**Supplied records:**

-- Opening Marker --

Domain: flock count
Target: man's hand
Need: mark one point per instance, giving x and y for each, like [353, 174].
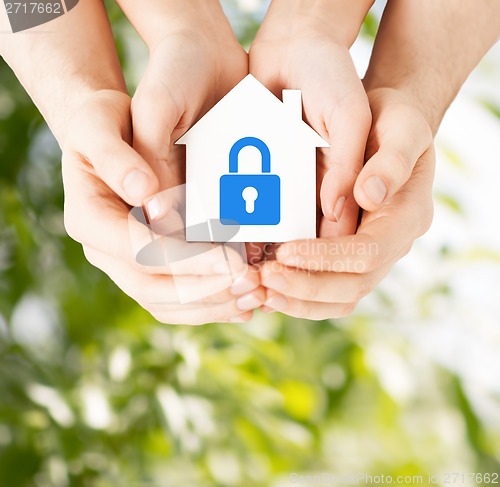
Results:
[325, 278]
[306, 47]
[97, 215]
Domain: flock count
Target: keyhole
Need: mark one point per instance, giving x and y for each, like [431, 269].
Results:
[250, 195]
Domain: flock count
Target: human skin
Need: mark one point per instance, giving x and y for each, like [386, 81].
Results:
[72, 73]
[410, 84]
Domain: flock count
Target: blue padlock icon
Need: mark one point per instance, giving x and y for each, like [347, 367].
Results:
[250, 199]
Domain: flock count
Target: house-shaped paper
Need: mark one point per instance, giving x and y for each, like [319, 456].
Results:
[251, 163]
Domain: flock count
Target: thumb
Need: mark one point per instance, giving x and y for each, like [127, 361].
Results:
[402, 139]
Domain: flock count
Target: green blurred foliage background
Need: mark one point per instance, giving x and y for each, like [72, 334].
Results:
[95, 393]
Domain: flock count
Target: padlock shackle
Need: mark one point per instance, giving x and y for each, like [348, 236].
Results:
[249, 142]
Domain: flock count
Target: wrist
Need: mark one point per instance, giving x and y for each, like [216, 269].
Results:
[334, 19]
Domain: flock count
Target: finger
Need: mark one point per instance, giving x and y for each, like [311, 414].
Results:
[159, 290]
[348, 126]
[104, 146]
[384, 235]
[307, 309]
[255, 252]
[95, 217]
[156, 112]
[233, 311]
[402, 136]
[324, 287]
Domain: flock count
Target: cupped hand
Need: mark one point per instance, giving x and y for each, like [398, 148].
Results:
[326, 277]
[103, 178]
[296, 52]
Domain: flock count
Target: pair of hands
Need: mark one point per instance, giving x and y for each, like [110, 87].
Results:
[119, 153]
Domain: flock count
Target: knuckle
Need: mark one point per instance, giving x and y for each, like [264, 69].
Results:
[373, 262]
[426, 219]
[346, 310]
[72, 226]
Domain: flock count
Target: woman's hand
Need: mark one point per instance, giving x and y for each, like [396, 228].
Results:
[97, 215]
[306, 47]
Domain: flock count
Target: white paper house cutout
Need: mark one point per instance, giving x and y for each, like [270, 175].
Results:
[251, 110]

-- Closing Marker --
-- Opening Marker --

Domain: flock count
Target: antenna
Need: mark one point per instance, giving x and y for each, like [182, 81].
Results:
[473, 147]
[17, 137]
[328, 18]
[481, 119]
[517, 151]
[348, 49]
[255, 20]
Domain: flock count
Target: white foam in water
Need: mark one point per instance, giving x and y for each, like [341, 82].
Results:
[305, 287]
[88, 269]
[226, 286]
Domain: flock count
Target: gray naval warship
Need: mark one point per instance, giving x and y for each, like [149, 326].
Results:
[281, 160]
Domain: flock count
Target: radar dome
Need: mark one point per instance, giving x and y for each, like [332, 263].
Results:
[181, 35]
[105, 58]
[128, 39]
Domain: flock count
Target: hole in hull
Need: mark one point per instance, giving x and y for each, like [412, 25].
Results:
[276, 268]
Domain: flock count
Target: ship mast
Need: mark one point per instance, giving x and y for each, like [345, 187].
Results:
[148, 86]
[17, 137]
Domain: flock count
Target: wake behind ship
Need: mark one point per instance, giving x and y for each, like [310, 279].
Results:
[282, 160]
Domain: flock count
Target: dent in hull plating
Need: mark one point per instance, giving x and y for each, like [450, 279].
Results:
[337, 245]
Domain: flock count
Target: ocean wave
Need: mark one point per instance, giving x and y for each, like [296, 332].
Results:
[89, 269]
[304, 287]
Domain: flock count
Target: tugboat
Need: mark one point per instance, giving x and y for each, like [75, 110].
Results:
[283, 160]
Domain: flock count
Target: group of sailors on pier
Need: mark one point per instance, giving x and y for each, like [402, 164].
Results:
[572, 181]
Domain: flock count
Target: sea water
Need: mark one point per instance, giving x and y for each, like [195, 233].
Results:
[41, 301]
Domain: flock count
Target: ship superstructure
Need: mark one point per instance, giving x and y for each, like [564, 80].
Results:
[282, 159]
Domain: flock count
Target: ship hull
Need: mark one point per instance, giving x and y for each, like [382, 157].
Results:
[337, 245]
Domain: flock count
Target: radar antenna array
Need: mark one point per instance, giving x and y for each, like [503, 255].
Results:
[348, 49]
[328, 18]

-- Closing Marker --

**Goal of the exercise:** Copy out, from the material above, each line in which the string "white" is found.

**Task answer:**
Target: white paper house cutout
Target: white foam in water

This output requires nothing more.